**GIVEN EXERCISE:**
Replace "flower petal" with "petal" in the items below, and reproduce everything else unchanged. Leave the pictures out of your answer.

:: LISTING ::

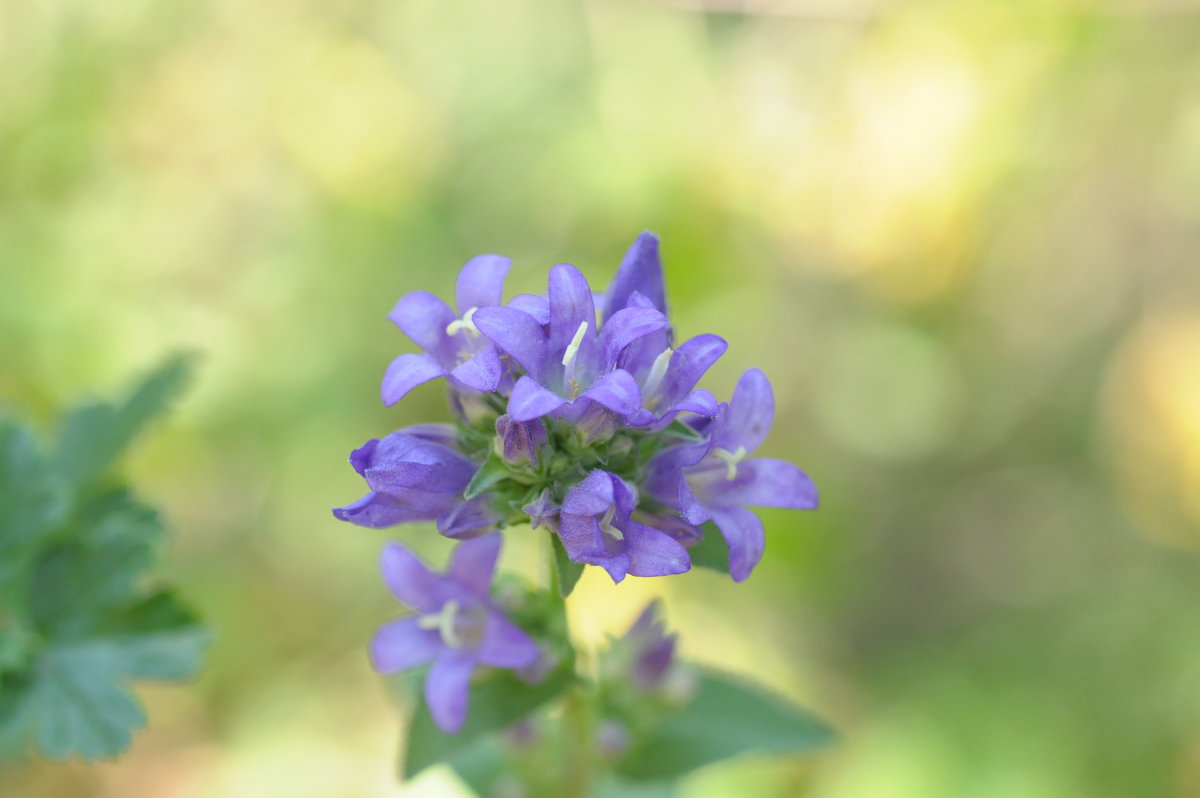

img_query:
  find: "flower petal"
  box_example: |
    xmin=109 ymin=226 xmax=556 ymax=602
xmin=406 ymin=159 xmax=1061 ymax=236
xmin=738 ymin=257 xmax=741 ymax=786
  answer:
xmin=706 ymin=457 xmax=817 ymax=510
xmin=600 ymin=307 xmax=676 ymax=364
xmin=334 ymin=491 xmax=436 ymax=529
xmin=583 ymin=368 xmax=642 ymax=415
xmin=370 ymin=617 xmax=445 ymax=673
xmin=713 ymin=508 xmax=763 ymax=582
xmin=472 ymin=307 xmax=546 ymax=379
xmin=450 ymin=534 xmax=500 ymax=599
xmin=425 ymin=653 xmax=475 ymax=734
xmin=623 ymin=521 xmax=691 ymax=576
xmin=455 ymin=254 xmax=512 ymax=313
xmin=476 ymin=613 xmax=540 ymax=668
xmin=438 ymin=493 xmax=499 ymax=540
xmin=659 ymin=334 xmax=730 ymax=409
xmin=550 ymin=263 xmax=596 ymax=354
xmin=450 ymin=343 xmax=504 ymax=391
xmin=601 ymin=230 xmax=667 ymax=324
xmin=379 ymin=544 xmax=454 ymax=613
xmin=379 ymin=354 xmax=446 ymax=407
xmin=714 ymin=368 xmax=775 ymax=452
xmin=388 ymin=290 xmax=458 ymax=362
xmin=509 ymin=294 xmax=550 ymax=324
xmin=509 ymin=377 xmax=566 ymax=421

:::

**FULL ANSWER:**
img_query:
  find: "petal"
  box_example: |
    xmin=109 ymin=226 xmax=556 ymax=602
xmin=406 ymin=159 xmax=1061 ymax=236
xmin=738 ymin=257 xmax=741 ymax=786
  answer:
xmin=706 ymin=457 xmax=817 ymax=510
xmin=600 ymin=307 xmax=676 ymax=364
xmin=334 ymin=491 xmax=436 ymax=529
xmin=583 ymin=368 xmax=642 ymax=415
xmin=370 ymin=617 xmax=445 ymax=673
xmin=713 ymin=508 xmax=763 ymax=582
xmin=472 ymin=307 xmax=546 ymax=379
xmin=450 ymin=534 xmax=500 ymax=599
xmin=425 ymin=653 xmax=475 ymax=734
xmin=623 ymin=521 xmax=691 ymax=576
xmin=455 ymin=254 xmax=512 ymax=313
xmin=476 ymin=613 xmax=540 ymax=668
xmin=438 ymin=493 xmax=499 ymax=540
xmin=659 ymin=334 xmax=730 ymax=409
xmin=550 ymin=263 xmax=596 ymax=354
xmin=450 ymin=343 xmax=504 ymax=391
xmin=601 ymin=230 xmax=667 ymax=324
xmin=379 ymin=544 xmax=454 ymax=613
xmin=379 ymin=354 xmax=446 ymax=407
xmin=714 ymin=368 xmax=775 ymax=452
xmin=388 ymin=290 xmax=458 ymax=362
xmin=509 ymin=294 xmax=550 ymax=324
xmin=509 ymin=377 xmax=566 ymax=421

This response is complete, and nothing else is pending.